→ About this task:
Your answer should be an exact copy of the data.

== Input records ==

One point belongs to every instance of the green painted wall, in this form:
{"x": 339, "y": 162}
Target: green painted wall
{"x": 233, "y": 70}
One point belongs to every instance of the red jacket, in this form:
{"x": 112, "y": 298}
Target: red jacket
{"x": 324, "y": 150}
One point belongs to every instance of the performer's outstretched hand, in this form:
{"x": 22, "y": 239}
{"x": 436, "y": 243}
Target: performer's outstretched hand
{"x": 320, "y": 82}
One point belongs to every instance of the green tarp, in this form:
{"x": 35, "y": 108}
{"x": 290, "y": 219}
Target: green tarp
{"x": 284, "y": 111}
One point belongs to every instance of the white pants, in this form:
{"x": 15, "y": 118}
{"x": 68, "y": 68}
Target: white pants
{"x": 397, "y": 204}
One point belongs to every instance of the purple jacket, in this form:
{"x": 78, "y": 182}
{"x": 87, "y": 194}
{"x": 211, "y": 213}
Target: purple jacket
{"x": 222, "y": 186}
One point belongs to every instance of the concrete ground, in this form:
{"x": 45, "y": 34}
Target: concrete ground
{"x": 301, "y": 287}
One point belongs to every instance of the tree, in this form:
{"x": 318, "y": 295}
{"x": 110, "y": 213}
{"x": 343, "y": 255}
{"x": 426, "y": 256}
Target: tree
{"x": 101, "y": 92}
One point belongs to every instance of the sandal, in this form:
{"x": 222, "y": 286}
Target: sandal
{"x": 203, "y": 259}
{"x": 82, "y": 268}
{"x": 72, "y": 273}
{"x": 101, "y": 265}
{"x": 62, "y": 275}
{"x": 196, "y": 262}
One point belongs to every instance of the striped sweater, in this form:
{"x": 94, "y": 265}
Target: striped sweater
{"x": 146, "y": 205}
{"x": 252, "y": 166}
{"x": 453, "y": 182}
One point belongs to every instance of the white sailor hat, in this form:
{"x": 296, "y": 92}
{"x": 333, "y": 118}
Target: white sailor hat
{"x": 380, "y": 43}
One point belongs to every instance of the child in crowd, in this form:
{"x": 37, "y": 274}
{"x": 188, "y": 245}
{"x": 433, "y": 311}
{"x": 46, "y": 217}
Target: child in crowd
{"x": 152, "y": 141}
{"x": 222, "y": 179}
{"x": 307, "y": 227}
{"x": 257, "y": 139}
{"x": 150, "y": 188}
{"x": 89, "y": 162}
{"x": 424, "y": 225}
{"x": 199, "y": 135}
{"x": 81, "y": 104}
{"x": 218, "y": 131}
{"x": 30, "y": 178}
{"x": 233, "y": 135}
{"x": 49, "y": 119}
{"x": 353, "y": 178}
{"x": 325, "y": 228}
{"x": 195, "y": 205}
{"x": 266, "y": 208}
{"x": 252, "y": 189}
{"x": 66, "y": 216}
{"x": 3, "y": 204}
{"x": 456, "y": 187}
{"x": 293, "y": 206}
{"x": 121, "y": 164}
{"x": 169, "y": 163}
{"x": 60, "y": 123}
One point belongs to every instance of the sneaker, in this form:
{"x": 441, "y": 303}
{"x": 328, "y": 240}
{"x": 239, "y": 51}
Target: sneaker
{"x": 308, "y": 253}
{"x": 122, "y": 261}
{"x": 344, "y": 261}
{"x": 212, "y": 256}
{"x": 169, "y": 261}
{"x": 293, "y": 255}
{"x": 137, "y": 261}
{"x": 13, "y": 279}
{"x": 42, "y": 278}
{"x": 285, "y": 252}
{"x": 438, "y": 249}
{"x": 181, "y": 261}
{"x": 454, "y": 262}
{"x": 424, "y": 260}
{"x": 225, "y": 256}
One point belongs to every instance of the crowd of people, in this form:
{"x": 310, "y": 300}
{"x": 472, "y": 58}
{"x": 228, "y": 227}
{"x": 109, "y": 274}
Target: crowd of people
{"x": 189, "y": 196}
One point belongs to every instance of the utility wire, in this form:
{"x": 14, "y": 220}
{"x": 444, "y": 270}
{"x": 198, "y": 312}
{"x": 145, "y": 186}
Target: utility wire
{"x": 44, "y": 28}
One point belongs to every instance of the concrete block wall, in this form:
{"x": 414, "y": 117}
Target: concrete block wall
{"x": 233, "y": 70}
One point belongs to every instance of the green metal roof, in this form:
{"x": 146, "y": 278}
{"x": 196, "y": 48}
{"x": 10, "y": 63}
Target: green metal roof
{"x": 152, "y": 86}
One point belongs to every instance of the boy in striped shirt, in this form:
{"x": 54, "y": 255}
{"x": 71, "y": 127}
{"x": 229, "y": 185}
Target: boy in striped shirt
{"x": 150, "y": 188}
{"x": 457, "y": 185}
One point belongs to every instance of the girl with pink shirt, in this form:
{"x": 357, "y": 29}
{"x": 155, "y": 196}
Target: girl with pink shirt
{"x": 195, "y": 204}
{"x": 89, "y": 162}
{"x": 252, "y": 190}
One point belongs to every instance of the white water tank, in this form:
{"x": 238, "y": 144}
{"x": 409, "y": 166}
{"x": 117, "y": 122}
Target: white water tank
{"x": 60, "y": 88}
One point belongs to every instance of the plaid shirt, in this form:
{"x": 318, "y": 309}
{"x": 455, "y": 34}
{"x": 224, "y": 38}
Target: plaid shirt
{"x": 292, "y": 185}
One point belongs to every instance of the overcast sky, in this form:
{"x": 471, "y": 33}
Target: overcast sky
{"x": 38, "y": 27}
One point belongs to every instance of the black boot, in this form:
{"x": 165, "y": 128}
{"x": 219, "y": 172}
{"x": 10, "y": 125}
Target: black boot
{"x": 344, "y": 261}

===

→ The completed task:
One point belongs to every instance of the green painted wall, in this form:
{"x": 339, "y": 162}
Target: green painted wall
{"x": 233, "y": 70}
One point belongs to every instance of the red jacket, in this form:
{"x": 112, "y": 298}
Target: red jacket
{"x": 324, "y": 150}
One point belongs to every instance of the performer's outstretched hand, in this form:
{"x": 22, "y": 239}
{"x": 436, "y": 243}
Target: performer's outstretched hand
{"x": 320, "y": 82}
One point belongs to every instance of the green tarp, in this form:
{"x": 35, "y": 108}
{"x": 290, "y": 219}
Target: green tarp
{"x": 284, "y": 111}
One point belongs to every instance of the white pants, in this form:
{"x": 15, "y": 118}
{"x": 68, "y": 68}
Target: white pants
{"x": 397, "y": 204}
One point belongs to every instance of the purple jacket, in this form:
{"x": 78, "y": 182}
{"x": 87, "y": 194}
{"x": 211, "y": 213}
Target: purple jacket
{"x": 222, "y": 186}
One point belongs to every instance of the concrete ground, in this form:
{"x": 45, "y": 34}
Target: concrete ground
{"x": 301, "y": 287}
One point belongs to every instance of the tree, in this form:
{"x": 318, "y": 295}
{"x": 110, "y": 213}
{"x": 343, "y": 255}
{"x": 426, "y": 256}
Target: tree
{"x": 101, "y": 92}
One point belongs to every instance of the sandal, in this form:
{"x": 222, "y": 286}
Target: sandal
{"x": 203, "y": 259}
{"x": 82, "y": 268}
{"x": 72, "y": 273}
{"x": 101, "y": 265}
{"x": 62, "y": 275}
{"x": 196, "y": 262}
One point belongs to every instance of the striped sweater, in this form:
{"x": 94, "y": 265}
Target: striped sweater
{"x": 146, "y": 205}
{"x": 252, "y": 166}
{"x": 453, "y": 182}
One point belongs to every instance of the white sailor hat, in this form:
{"x": 296, "y": 92}
{"x": 333, "y": 118}
Target: white sailor hat
{"x": 380, "y": 43}
One point belongs to every instance of the child in crowd, in this form:
{"x": 37, "y": 274}
{"x": 188, "y": 245}
{"x": 433, "y": 311}
{"x": 46, "y": 217}
Target: child in crowd
{"x": 152, "y": 141}
{"x": 222, "y": 179}
{"x": 307, "y": 227}
{"x": 257, "y": 139}
{"x": 150, "y": 188}
{"x": 89, "y": 162}
{"x": 424, "y": 225}
{"x": 199, "y": 135}
{"x": 81, "y": 104}
{"x": 218, "y": 131}
{"x": 30, "y": 178}
{"x": 233, "y": 135}
{"x": 49, "y": 119}
{"x": 353, "y": 178}
{"x": 325, "y": 228}
{"x": 195, "y": 205}
{"x": 266, "y": 208}
{"x": 252, "y": 189}
{"x": 66, "y": 216}
{"x": 3, "y": 204}
{"x": 456, "y": 187}
{"x": 293, "y": 206}
{"x": 121, "y": 164}
{"x": 169, "y": 163}
{"x": 60, "y": 123}
One point belongs to every instance of the sneaker, in this form:
{"x": 441, "y": 303}
{"x": 328, "y": 240}
{"x": 239, "y": 51}
Target: sneaker
{"x": 308, "y": 253}
{"x": 122, "y": 261}
{"x": 344, "y": 261}
{"x": 212, "y": 256}
{"x": 169, "y": 261}
{"x": 293, "y": 255}
{"x": 137, "y": 261}
{"x": 13, "y": 279}
{"x": 42, "y": 278}
{"x": 285, "y": 252}
{"x": 438, "y": 249}
{"x": 181, "y": 261}
{"x": 454, "y": 262}
{"x": 424, "y": 260}
{"x": 225, "y": 256}
One point belongs to every instance of the crowd of people, in this form:
{"x": 310, "y": 300}
{"x": 472, "y": 58}
{"x": 228, "y": 227}
{"x": 109, "y": 274}
Target: crowd of people
{"x": 189, "y": 196}
One point belongs to every instance of the utility wire, in this form:
{"x": 14, "y": 220}
{"x": 444, "y": 270}
{"x": 198, "y": 312}
{"x": 145, "y": 186}
Target: utility wire
{"x": 44, "y": 28}
One point belongs to every instance of the concrete block wall, in this form:
{"x": 414, "y": 117}
Target: concrete block wall
{"x": 233, "y": 70}
One point belongs to every instance of the green metal roof, in this form:
{"x": 146, "y": 278}
{"x": 196, "y": 48}
{"x": 10, "y": 63}
Target: green metal roof
{"x": 152, "y": 86}
One point belongs to every instance of the boy in striped shirt, in this form:
{"x": 54, "y": 255}
{"x": 71, "y": 127}
{"x": 229, "y": 185}
Target: boy in striped shirt
{"x": 150, "y": 188}
{"x": 457, "y": 185}
One point belongs to every instance of the girl with pink shirt, in this form:
{"x": 357, "y": 29}
{"x": 155, "y": 196}
Target: girl with pink shirt
{"x": 195, "y": 204}
{"x": 89, "y": 162}
{"x": 252, "y": 190}
One point belongs to every instance of the white water tank, in this form:
{"x": 238, "y": 144}
{"x": 409, "y": 166}
{"x": 117, "y": 122}
Target: white water tank
{"x": 60, "y": 88}
One point belongs to every instance of the plaid shirt, in this form:
{"x": 318, "y": 309}
{"x": 455, "y": 34}
{"x": 224, "y": 38}
Target: plaid shirt
{"x": 292, "y": 185}
One point belongs to every instance of the overcast sky, in this form:
{"x": 471, "y": 33}
Target: overcast sky
{"x": 38, "y": 27}
One point belongs to every instance of the black boot, in this form:
{"x": 165, "y": 128}
{"x": 219, "y": 172}
{"x": 10, "y": 125}
Target: black boot
{"x": 344, "y": 261}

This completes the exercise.